▸ TO DO:
The records follow. Print, word for word, the first line through the "box: [117, 251, 230, 333]" line.

====== EXCERPTED DATA

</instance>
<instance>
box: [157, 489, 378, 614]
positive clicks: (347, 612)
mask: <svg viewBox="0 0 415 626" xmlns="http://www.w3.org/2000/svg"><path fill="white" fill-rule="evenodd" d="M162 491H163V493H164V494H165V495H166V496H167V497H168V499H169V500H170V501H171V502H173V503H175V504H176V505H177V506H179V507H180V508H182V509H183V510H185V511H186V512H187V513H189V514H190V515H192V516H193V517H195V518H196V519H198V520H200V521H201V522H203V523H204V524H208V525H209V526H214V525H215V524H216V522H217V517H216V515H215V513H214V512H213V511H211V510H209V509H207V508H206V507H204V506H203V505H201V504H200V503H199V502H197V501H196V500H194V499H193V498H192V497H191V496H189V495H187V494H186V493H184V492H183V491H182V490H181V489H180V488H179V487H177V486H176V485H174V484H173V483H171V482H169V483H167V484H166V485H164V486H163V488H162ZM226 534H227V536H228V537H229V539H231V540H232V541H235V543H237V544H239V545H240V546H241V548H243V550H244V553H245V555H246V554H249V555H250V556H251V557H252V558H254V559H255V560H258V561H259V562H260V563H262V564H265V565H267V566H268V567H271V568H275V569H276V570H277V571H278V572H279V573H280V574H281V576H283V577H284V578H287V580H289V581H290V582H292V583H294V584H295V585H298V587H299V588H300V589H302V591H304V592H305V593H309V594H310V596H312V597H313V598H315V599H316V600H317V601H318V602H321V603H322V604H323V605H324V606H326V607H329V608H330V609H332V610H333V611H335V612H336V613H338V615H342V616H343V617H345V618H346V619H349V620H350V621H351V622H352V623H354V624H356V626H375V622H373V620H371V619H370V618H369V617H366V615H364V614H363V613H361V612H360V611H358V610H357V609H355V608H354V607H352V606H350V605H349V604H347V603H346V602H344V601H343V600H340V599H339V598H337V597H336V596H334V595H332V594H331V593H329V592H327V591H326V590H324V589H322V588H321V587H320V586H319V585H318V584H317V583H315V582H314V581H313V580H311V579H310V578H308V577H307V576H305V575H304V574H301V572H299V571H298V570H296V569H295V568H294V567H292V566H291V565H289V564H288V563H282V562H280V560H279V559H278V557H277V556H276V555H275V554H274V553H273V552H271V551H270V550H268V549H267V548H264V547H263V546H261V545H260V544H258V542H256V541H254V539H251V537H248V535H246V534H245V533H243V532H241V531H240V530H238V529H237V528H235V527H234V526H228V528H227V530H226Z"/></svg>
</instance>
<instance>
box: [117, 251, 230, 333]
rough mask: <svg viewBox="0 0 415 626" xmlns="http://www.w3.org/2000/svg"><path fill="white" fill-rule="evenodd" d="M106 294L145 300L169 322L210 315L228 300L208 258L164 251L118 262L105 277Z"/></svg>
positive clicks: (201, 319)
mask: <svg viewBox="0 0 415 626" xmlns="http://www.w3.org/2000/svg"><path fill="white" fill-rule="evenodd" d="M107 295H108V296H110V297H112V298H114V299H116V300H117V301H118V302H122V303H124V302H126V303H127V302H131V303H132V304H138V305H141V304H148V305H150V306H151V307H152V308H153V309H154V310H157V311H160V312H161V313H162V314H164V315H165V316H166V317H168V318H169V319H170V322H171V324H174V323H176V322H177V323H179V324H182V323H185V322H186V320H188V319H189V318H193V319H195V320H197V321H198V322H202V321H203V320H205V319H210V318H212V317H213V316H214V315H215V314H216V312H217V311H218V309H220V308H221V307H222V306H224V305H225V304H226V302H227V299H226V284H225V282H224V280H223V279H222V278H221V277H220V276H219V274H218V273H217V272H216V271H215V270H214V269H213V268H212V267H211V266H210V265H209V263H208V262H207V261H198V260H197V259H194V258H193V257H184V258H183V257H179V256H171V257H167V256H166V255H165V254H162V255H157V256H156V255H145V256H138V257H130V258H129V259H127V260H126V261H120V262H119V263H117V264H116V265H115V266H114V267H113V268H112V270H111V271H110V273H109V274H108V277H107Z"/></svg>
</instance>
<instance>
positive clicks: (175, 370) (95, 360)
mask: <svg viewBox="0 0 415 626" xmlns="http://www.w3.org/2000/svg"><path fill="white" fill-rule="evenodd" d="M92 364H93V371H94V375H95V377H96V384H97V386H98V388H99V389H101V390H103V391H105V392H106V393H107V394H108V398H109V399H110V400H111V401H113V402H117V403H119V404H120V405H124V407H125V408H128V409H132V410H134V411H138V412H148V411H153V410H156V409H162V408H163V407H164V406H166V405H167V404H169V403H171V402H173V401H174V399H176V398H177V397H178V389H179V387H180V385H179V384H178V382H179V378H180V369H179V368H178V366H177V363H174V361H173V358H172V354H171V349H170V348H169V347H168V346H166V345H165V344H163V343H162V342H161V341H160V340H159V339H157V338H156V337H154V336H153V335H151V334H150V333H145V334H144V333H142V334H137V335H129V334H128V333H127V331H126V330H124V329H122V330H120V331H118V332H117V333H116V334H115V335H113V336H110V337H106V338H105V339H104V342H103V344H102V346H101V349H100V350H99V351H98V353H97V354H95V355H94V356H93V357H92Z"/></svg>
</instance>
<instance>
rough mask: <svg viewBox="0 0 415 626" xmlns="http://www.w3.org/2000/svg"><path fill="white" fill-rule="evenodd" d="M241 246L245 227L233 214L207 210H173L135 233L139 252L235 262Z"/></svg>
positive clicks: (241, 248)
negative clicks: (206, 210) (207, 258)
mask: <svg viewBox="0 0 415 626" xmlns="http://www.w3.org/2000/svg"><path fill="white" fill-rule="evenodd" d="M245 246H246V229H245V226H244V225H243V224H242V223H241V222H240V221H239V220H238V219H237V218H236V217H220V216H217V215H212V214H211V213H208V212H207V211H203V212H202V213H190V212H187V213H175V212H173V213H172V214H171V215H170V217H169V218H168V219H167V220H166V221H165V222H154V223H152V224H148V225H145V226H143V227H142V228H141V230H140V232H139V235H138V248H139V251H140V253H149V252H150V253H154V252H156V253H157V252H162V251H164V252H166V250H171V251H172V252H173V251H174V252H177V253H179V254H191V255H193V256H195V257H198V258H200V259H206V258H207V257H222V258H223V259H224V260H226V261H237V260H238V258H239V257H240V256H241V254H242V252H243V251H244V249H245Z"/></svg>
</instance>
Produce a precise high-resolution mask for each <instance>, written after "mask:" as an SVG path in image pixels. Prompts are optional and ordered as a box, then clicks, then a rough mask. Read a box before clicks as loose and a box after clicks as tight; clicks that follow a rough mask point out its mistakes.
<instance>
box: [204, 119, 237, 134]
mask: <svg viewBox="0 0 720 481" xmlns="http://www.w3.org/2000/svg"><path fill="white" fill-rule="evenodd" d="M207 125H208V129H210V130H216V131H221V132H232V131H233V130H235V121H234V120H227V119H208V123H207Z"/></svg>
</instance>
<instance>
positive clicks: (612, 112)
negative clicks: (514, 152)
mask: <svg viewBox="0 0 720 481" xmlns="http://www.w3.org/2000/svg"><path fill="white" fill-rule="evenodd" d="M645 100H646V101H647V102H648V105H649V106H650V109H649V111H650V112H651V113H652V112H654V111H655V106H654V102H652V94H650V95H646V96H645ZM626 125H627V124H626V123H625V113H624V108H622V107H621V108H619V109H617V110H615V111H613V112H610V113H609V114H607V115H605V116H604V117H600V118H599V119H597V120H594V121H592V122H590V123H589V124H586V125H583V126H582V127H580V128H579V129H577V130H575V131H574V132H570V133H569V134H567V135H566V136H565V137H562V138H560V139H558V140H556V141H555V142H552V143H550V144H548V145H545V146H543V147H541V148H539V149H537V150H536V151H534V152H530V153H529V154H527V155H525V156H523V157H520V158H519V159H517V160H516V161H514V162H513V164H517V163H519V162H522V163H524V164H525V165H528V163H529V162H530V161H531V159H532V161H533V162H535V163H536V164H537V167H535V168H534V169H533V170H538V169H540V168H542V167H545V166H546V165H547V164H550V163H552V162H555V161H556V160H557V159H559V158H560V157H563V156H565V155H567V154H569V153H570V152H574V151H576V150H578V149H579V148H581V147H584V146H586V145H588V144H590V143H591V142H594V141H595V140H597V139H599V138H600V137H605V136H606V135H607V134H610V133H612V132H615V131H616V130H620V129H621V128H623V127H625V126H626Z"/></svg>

============

▸ RESPONSE TO THIS EXERCISE:
</instance>
<instance>
box: [157, 489, 378, 614]
positive clicks: (347, 612)
mask: <svg viewBox="0 0 415 626" xmlns="http://www.w3.org/2000/svg"><path fill="white" fill-rule="evenodd" d="M162 491H163V493H164V494H165V495H166V496H167V497H168V499H169V500H170V501H171V502H173V503H175V504H176V505H177V506H179V507H180V508H182V509H183V510H185V511H186V512H187V513H189V514H190V515H192V516H193V517H195V518H196V519H198V520H200V521H201V522H203V523H204V524H208V525H209V526H214V525H215V524H216V522H217V517H216V515H215V513H214V512H213V511H211V510H209V509H207V508H206V507H204V506H203V505H201V504H200V503H199V502H197V501H196V500H194V499H193V498H192V497H191V496H189V495H187V494H186V493H184V492H183V491H182V490H181V489H180V488H179V487H177V486H176V485H174V484H173V483H171V482H169V483H167V484H166V485H164V486H163V488H162ZM226 534H227V536H228V537H229V539H231V540H232V541H235V543H237V544H239V545H240V546H241V548H243V550H244V553H245V555H246V554H249V555H250V556H251V557H252V558H254V559H255V560H258V561H259V562H260V563H262V564H265V565H267V566H268V567H271V568H275V569H276V570H277V571H278V572H279V573H280V574H281V576H283V577H284V578H287V580H289V581H290V582H292V583H294V584H295V585H298V587H299V588H300V589H302V591H304V592H305V593H309V594H310V596H312V597H313V598H315V599H316V600H317V601H318V602H321V603H322V604H323V605H324V606H326V607H329V608H330V609H332V610H333V611H335V612H336V613H338V615H342V616H343V617H345V618H346V619H349V620H350V621H351V622H352V623H354V624H356V626H375V622H373V620H371V619H370V618H369V617H366V615H364V614H363V613H361V612H360V611H358V610H357V609H355V608H354V607H352V606H350V605H349V604H347V603H346V602H344V601H343V600H340V599H339V598H337V597H336V596H334V595H332V594H331V593H329V592H327V591H326V590H324V589H322V588H321V587H320V586H319V585H318V584H317V583H315V582H314V581H313V580H311V579H310V578H308V577H307V576H305V575H304V574H301V572H299V571H298V570H296V569H295V568H294V567H292V566H291V565H289V564H288V563H282V562H280V560H279V559H278V557H277V556H276V555H275V554H274V553H273V552H271V551H270V550H268V549H267V548H264V547H263V546H261V545H260V544H258V542H256V541H254V539H251V537H248V535H246V534H245V533H243V532H241V531H240V530H238V529H237V528H235V527H234V526H228V528H227V530H226Z"/></svg>
</instance>
<instance>
box: [117, 251, 230, 333]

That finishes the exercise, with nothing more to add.